── Bereitgestellter Text

Präventionskonzepte versuchen gegen Extremismus vorzugehen
KNA 04.08.2015
Islamismus goes Pop
Präventionskonzepte versuchen gegen Extremismus vorzugehen
Von Samuel Dekempe (KNA)
Bonn (KNA) Plötzlich lässt sich der 17-jährige Sohn einen Bart wachsen, bezieht sich auf eine strenge Auslegung des Koran, fordert seine Schwester auf, sich voll zu verschleiern und spricht bei seinen Mitschüler von Ungläubigen. Ist das bereits eine Radikalisierung oder einfach die Suche nach Identität? Eltern haben es oft schwer zu unterscheiden.
Nordrhein-Westfalen hat als erstes Bundesland eine Broschüre dazu herausgebracht. Das Heft "Extremistischer Salafismus als Jugendkultur - Sprache, Symbole und Style" will Bezugspersonen über den salafistischen Kodex, szenetypische Kleidung und Musik aufklären. So sollen Eltern, Lehrer und Sozialarbeiter islamistisches Gedankengut frühzeitig erkennen, um eingreifen zu können.

────
── Daten zur Analyse

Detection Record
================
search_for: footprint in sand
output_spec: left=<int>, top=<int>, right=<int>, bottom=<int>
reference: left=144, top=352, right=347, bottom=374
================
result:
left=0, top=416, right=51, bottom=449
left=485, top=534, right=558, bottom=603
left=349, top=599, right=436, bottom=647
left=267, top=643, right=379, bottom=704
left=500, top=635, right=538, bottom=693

────

Aufgaben>
a - Schreiben Sie aus dem Text über Extremismusprävention den Abschnitt zwischen „Nordrhein-Westfalen hat als“ und „eingreifen zu können.“ ab, beide Stellen eingeschlossen.
b - Beantworten Sie anhand des Textes über Extremismusprävention die folgenden Fragen:
(i) Wie alt ist der Sohn, der sich plötzlich einen Bart wachsen lässt?
(ii) Welches Bundesland hat als erstes eine Broschüre zu diesem Thema herausgebracht?
(iii) Wer soll durch die Broschüre islamistisches Gedankengut frühzeitig erkennen können?

Lösungen>
a -
Nordrhein-Westfalen hat als erstes Bundesland eine Broschüre dazu herausgebracht. Das Heft "Extremistischer Salafismus als Jugendkultur - Sprache, Symbole und Style" will Bezugspersonen über den salafistischen Kodex, szenetypische Kleidung und Musik aufklären. So sollen Eltern, Lehrer und Sozialarbeiter islamistisches Gedankengut frühzeitig erkennen, um eingreifen zu können.

b -
(i) Der Sohn ist 17 Jahre alt.
(ii) Nordrhein-Westfalen hat die Broschüre als erstes Bundesland herausgebracht.
(iii) Eltern, Lehrer und Sozialarbeiter sollen islamistisches Gedankengut frühzeitig erkennen können.